## Given instruction
Copy out, word for word, the lines of the material below from the line containing "For sports analytics purposes, locate the road" through the line containing "[245,129,262,159]", inclusive.

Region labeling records
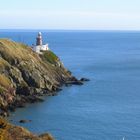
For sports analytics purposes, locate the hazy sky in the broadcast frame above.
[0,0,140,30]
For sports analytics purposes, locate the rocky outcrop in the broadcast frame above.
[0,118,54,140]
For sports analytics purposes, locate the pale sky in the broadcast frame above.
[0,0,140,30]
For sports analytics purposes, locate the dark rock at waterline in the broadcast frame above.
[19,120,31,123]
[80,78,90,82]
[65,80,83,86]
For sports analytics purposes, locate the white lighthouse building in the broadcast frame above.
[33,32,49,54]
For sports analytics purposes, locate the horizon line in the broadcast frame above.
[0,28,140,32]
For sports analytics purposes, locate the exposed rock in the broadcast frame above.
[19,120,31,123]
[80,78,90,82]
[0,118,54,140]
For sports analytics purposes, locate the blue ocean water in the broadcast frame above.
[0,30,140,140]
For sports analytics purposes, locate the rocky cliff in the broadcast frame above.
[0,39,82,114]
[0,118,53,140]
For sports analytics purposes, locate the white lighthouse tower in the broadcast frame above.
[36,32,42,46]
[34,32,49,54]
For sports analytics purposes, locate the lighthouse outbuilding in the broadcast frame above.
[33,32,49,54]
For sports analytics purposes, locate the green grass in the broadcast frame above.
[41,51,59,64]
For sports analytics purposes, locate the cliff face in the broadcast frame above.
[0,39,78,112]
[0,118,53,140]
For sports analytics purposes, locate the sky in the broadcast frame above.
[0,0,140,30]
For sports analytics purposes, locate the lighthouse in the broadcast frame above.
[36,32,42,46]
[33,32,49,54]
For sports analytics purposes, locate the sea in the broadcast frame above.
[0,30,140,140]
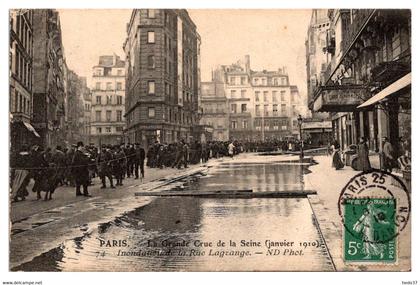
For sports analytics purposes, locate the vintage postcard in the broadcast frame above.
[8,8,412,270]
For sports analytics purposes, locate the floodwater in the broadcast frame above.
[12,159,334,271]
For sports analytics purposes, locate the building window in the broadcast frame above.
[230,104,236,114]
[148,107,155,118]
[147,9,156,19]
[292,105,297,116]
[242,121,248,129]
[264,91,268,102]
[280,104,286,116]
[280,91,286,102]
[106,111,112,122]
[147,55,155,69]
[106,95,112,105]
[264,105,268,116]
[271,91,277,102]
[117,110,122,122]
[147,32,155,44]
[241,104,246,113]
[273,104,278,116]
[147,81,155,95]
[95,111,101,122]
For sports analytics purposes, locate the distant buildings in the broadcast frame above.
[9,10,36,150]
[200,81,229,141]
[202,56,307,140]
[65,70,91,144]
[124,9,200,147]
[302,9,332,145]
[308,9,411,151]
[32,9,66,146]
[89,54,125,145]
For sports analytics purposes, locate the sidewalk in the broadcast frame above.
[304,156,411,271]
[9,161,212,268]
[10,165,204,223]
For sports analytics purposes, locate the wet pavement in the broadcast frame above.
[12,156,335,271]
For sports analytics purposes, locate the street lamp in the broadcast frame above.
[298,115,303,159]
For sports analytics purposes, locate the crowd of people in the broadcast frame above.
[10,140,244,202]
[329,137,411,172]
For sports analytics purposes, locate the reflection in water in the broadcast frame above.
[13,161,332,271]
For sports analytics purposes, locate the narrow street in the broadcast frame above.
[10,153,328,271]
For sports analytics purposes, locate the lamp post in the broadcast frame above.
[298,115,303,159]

---

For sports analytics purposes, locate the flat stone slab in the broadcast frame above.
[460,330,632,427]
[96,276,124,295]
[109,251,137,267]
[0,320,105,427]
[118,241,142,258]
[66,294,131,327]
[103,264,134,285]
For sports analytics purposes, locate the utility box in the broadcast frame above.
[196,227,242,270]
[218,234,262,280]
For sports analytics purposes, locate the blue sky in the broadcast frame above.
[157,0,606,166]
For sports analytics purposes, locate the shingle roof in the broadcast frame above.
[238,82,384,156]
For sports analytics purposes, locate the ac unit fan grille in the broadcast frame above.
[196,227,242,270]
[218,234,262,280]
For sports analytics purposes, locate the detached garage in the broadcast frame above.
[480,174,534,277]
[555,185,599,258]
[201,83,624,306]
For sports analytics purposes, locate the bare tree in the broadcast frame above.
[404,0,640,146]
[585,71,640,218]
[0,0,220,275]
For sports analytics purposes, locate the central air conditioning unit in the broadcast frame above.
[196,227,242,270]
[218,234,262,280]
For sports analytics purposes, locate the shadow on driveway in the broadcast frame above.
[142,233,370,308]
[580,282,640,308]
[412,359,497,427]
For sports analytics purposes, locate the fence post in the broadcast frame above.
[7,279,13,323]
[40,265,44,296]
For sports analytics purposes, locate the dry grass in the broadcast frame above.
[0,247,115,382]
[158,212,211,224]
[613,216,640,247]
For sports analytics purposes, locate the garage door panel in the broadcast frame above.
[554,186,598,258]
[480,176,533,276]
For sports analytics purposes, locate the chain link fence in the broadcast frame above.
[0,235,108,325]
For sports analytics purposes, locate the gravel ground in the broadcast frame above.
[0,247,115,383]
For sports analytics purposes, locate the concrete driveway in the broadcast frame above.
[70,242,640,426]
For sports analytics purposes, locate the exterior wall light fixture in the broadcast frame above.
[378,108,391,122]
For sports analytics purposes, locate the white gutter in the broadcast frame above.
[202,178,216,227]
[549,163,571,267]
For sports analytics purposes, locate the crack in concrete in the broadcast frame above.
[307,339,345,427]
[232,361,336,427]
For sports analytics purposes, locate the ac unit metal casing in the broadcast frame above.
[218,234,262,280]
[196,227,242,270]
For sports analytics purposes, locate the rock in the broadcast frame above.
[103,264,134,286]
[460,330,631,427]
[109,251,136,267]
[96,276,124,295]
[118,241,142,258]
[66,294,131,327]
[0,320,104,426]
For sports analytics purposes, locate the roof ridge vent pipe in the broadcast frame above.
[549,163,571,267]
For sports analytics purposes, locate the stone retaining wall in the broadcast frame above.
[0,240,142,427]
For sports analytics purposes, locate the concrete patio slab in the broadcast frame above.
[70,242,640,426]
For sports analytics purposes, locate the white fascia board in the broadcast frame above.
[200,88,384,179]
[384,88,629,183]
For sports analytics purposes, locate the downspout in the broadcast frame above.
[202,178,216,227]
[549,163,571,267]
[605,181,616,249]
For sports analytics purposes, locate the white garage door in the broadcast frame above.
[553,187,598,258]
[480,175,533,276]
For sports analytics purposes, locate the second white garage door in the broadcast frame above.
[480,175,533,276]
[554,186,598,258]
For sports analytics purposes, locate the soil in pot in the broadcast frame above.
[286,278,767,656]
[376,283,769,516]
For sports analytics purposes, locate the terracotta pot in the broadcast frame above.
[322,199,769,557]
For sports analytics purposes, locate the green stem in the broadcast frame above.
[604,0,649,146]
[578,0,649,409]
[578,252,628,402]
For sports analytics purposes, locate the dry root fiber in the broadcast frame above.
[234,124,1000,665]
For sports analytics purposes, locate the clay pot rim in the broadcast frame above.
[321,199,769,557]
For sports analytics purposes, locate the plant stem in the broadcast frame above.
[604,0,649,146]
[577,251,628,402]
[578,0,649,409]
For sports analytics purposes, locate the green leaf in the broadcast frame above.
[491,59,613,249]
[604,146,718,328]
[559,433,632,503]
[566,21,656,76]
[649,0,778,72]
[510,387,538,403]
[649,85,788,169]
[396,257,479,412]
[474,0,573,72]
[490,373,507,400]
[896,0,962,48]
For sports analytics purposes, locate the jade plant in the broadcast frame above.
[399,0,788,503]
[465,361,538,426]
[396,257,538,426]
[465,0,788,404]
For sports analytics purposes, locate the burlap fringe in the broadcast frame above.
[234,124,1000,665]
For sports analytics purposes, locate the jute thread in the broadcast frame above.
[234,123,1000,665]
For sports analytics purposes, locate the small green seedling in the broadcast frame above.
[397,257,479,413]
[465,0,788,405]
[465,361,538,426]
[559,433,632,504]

...

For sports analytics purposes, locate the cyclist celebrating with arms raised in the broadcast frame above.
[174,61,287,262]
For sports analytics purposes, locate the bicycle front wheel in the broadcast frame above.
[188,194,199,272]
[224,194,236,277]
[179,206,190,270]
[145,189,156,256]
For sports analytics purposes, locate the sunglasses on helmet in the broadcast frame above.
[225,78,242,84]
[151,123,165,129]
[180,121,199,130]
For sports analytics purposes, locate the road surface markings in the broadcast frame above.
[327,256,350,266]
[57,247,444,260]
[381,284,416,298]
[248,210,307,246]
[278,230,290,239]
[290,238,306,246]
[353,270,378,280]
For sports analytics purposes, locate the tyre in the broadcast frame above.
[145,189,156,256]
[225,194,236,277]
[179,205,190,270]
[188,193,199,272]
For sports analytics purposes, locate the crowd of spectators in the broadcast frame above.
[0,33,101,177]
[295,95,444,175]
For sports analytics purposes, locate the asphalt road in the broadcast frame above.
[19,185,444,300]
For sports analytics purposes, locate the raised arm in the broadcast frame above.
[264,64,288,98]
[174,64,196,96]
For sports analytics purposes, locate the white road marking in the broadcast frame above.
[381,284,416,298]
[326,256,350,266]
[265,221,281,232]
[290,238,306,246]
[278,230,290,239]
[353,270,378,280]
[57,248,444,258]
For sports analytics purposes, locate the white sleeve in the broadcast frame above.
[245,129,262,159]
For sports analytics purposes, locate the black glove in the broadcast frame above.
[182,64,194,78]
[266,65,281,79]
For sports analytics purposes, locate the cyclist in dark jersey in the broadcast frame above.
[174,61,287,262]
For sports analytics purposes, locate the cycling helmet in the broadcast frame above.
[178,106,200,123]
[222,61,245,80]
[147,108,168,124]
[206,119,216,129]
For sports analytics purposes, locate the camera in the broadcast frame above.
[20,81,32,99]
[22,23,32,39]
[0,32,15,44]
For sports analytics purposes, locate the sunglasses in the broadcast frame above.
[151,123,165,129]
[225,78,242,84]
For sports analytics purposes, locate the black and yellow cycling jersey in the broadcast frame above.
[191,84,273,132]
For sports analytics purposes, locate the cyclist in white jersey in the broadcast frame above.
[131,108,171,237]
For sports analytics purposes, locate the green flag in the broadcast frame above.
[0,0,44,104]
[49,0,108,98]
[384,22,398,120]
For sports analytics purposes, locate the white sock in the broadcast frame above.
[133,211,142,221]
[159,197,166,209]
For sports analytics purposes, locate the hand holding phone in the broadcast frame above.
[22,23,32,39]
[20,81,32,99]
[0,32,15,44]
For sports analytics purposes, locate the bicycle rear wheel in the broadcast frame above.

## Full response
For sports analytics purposes, locate the road surface markings in the broadcast frame above.
[327,256,350,266]
[57,247,444,260]
[381,284,416,298]
[248,210,307,246]
[278,230,290,239]
[290,238,306,246]
[353,270,378,280]
For sports analytics purposes, locate the tyre in the broadcast frame above.
[145,189,156,256]
[225,194,236,277]
[179,205,190,270]
[188,193,199,272]
For sports analytics purposes, locate the crowd of spectators in the broadcast frame above.
[0,33,101,177]
[295,95,444,175]
For sports analytics purposes, locate the asphalt road in the broadcast frame above.
[19,185,444,300]
For sports analytics purposes, locate the raised arm in the broadcast frame above.
[264,64,288,98]
[174,64,196,96]
For sports analytics purposes, locate the white road marking in the broadcast frame above.
[381,284,416,298]
[326,256,350,266]
[265,221,281,232]
[290,238,306,246]
[278,230,290,239]
[353,270,378,280]
[57,248,444,258]
For sports analytics purposes, locate the white sleeve in the broadcast frame above.
[245,129,262,159]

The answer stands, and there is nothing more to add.